### [Provided records]
## START

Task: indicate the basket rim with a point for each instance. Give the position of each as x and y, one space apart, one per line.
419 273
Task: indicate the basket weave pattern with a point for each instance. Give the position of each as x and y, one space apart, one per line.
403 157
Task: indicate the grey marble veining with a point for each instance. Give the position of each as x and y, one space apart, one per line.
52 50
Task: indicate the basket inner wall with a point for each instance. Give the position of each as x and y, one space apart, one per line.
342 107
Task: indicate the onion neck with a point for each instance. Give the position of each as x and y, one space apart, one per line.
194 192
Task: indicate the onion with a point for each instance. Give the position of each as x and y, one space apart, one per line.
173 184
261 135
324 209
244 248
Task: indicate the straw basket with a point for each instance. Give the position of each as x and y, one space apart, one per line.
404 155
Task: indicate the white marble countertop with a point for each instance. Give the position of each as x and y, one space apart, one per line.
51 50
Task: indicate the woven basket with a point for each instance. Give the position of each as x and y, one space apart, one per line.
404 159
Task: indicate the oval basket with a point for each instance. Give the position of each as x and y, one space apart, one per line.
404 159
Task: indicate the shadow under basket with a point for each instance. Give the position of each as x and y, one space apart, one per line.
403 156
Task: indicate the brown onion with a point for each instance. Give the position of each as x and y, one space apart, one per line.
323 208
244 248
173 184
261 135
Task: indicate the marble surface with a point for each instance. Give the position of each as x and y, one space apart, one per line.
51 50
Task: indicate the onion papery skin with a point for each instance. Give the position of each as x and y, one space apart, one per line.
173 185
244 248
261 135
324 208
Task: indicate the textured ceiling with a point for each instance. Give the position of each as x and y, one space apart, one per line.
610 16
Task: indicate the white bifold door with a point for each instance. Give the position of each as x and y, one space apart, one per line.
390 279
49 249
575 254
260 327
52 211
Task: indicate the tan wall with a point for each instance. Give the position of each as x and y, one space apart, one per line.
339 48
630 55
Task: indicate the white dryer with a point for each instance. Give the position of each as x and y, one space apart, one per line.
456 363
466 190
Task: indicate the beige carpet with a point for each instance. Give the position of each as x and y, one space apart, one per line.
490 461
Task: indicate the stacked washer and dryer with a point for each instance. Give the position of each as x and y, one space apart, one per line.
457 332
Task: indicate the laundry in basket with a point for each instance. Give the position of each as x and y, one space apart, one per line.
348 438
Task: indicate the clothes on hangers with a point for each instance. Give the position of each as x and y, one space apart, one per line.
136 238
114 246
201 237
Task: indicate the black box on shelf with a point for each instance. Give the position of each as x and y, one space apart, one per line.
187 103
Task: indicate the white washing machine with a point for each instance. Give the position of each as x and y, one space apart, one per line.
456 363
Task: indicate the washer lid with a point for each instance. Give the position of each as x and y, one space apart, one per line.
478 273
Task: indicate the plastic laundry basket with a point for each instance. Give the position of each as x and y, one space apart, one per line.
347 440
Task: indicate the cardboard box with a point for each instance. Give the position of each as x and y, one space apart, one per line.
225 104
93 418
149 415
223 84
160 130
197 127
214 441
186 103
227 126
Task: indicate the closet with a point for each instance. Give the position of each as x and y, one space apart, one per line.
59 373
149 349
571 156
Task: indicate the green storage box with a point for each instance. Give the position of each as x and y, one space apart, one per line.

## END

### [What this task involves]
Update the material above so that every "indicate" becomes "mark", and change nothing else.

### [Written reply]
Task: mark the basket rim with a point for each instance. Give the position of each as x and y, one space apart, one per line.
419 273
Task: mark the basket weave pattern with a point for each instance. Give the position of each as x and y, one space apart, one per line.
403 157
Task: mark the grey marble veining with a point for each instance. Give the position of each as x and y, one space apart, one per line.
52 50
Task: mark the basket inner wall with a point for each instance. Give the position of each as x and y, one space apart, one per line.
342 107
Task: mark the onion neck with a point for each instance. Give the position of each as x and y, one space apart, one per line.
194 192
Task: mark the onion with a point for each instance. Give the position of each as x and y, one space apart, one per line.
173 184
261 135
324 209
244 248
Task: mark the straw basket with a point for each instance. Give the position of each as x and y, one space apart, one per line.
404 155
Task: mark the white marble countertop with a point for each instance. Give the position of each as x and y, one space apart, one per line.
51 50
Task: mark the woven basket with a point for each instance. Give the position of each as x and y, one space apart, one per line.
404 159
Task: mark the oval basket with a point for each instance. Give the position of each as x and y, one space apart, one per line.
404 159
Task: mark the shadow under basket with a point for each instance. Give the position of each as x and y, one space apart, one per line.
403 156
Task: mark the brown onion with a point for each instance. Give the position of each as x and y, one space apart, one per line.
323 208
244 248
173 184
261 135
Task: mark the marble surface with a point for each instance. Give the position of each as x and y, one space apart, one per line.
51 50
Task: mark the onion papery skin with a point for each instance. Give the position of each as x and y, one space apart, one per line.
173 185
244 248
261 135
324 208
Task: mark the textured ceiling with a point for each instance. Give the position of each as x and y, one space apart, one per line.
610 16
Task: mark the white bifold door with a point for each instance. Give the position of each as x and y, one space apart, one per line.
390 279
49 249
575 254
260 327
52 211
Task: mark the tan wall with a point for each instance. Give the position of each as x and y, one space apart, one per line.
339 48
630 55
Task: mark the white dryer with a point for each instance. Give the position of each as x and y, one space apart, one per line.
456 363
466 190
Task: mark the beige carpet with a point for each instance. Give the position of each as x and y, one space apart, one per line.
490 461
Task: mark the stacked washer and dryer with a point for each instance. Give the position of each as x and y, one space apart, one per line.
457 332
Task: mark the laundry in basket with a point for each instance. Give the position of each as x and y, one space apart, one per line.
348 438
Task: mark the clothes on hangers with a point for each instance. Give the position of each as x and y, one space apart, one per line.
136 238
114 246
201 237
Task: mark the black box on shelf with a point for each instance. Give the position of each as x and y, one space apart, one per line.
187 103
Task: mark the white washing machine with a point for each instance. Give the position of each as x and y, one space apart, one per line.
456 363
Task: mark the washer lid with a point for each instance. Give the position of each as x and y, one space apart, one per line.
478 273
Task: mark the plastic laundry basket with a point for each instance. Give the position of each as x and y, one space apart, one per line.
347 440
Task: mark the cardboard box with a point for each instance. Give the position of each as x and y, one space apart, one per line.
225 104
93 418
149 415
223 84
160 130
197 127
214 441
186 103
227 126
Task: mark the closet with a point for each instance. Give the position of each as x and y, one space apart, one per line.
59 373
149 349
571 156
Task: mark the green storage box with a point for each instance. Give the position of each as x and y, one space apart, one per line.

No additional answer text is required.